__Material to process__:
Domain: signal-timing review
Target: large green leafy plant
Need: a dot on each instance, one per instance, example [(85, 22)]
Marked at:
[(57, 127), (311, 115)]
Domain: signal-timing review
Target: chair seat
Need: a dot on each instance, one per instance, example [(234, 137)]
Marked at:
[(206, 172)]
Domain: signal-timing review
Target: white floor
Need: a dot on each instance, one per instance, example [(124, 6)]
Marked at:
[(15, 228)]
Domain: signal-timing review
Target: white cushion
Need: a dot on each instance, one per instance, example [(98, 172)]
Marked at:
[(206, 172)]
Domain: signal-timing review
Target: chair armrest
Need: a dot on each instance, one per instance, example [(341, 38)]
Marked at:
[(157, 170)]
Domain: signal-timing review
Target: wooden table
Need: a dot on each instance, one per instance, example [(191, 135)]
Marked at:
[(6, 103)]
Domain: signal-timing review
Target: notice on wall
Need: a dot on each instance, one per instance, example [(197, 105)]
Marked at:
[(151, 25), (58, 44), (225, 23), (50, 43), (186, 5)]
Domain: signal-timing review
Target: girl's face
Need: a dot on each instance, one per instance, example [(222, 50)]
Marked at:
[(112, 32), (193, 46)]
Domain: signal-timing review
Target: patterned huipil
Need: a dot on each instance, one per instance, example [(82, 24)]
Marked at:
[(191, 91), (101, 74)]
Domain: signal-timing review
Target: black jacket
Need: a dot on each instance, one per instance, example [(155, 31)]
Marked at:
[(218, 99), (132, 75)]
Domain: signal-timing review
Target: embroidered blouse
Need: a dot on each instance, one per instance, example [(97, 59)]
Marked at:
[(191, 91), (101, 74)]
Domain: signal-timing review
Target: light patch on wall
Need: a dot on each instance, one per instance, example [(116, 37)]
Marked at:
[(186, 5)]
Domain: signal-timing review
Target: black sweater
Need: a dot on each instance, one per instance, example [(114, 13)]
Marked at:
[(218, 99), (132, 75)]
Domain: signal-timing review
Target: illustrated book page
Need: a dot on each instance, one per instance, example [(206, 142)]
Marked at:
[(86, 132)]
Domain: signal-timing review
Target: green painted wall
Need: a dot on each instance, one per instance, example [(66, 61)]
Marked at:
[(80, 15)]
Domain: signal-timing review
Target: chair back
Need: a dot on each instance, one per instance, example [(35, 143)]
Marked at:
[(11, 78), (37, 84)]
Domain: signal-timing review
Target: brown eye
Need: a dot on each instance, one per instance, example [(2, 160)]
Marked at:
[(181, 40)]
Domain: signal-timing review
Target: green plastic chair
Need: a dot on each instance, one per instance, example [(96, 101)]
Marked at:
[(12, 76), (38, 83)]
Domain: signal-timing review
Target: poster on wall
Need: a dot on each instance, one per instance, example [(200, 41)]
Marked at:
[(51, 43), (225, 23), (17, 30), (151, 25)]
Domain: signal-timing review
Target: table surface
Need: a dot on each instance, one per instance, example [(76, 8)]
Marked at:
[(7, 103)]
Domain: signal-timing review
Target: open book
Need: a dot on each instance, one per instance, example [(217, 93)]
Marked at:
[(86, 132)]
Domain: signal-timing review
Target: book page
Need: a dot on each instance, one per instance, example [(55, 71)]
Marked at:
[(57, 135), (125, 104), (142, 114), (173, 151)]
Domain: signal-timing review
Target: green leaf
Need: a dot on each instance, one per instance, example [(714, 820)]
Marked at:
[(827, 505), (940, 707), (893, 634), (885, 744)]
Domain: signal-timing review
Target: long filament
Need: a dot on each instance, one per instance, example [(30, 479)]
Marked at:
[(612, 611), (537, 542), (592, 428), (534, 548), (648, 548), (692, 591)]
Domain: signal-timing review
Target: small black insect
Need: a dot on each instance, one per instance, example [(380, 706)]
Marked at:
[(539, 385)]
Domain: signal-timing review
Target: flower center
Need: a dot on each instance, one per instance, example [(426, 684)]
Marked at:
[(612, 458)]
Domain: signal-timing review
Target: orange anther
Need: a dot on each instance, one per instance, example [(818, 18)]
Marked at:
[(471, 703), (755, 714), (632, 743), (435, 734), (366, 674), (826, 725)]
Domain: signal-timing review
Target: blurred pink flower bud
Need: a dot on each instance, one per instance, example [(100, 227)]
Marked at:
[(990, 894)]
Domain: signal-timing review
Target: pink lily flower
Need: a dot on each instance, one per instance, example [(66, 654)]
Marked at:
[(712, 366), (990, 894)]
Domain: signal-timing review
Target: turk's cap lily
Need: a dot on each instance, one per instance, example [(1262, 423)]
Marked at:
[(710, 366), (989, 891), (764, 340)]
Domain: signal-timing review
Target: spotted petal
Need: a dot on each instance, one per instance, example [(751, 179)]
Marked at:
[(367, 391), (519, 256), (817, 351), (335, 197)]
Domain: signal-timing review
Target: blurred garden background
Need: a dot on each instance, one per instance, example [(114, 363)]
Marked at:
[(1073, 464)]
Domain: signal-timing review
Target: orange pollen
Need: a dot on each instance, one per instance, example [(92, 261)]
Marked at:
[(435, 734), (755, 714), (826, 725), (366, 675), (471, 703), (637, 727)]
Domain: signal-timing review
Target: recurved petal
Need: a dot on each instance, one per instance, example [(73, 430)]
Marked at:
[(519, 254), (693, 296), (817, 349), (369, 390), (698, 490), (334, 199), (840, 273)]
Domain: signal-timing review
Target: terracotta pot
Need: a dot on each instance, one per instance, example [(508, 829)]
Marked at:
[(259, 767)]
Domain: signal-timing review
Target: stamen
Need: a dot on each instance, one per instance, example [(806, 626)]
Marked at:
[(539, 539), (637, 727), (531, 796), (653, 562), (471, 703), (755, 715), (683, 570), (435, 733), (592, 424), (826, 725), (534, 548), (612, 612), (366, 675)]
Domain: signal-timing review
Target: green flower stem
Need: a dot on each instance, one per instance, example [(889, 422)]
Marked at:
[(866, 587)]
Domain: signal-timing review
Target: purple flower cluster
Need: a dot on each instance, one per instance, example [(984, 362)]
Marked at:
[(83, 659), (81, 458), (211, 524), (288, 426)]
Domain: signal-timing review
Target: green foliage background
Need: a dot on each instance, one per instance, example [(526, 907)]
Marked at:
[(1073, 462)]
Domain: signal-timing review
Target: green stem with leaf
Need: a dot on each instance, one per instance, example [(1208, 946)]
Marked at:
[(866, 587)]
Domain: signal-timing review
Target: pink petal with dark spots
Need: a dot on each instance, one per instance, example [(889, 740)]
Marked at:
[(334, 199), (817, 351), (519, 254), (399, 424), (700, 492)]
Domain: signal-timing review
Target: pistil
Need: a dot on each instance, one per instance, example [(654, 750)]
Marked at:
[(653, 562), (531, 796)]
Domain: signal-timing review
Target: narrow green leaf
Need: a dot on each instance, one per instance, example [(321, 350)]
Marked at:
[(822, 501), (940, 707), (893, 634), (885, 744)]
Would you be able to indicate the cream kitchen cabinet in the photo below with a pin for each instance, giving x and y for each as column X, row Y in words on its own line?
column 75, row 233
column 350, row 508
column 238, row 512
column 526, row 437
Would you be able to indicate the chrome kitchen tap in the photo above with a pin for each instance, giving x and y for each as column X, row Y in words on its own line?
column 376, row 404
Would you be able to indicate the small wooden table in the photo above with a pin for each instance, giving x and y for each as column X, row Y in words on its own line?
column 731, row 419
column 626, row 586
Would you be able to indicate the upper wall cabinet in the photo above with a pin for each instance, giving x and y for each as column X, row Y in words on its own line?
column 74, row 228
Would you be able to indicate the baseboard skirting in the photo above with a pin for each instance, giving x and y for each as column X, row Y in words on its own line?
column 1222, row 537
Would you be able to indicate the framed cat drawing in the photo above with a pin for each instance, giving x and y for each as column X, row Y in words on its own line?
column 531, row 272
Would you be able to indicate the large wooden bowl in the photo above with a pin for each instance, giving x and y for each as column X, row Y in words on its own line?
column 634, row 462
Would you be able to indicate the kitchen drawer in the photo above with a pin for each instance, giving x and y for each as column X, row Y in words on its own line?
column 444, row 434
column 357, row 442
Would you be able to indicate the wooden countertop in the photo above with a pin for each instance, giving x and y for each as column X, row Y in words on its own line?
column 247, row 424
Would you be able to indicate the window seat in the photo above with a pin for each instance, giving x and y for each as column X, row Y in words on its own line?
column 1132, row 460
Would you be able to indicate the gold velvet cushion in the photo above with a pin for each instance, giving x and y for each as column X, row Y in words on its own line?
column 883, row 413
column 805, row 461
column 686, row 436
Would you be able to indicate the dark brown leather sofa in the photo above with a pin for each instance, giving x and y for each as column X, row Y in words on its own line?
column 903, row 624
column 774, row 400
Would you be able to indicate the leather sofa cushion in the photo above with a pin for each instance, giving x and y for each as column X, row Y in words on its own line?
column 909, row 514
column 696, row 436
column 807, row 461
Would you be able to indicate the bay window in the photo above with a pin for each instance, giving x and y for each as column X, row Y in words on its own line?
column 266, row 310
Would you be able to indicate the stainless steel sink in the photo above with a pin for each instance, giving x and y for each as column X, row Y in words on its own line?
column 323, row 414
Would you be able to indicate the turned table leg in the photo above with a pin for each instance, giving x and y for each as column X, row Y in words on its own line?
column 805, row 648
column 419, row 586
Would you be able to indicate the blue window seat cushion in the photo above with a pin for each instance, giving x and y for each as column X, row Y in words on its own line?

__Description of the task__: The records are given above. Copy each line in them that holds "lily".

__Result of this exercise__:
Target: pink lily flower
Target: turk's cap lily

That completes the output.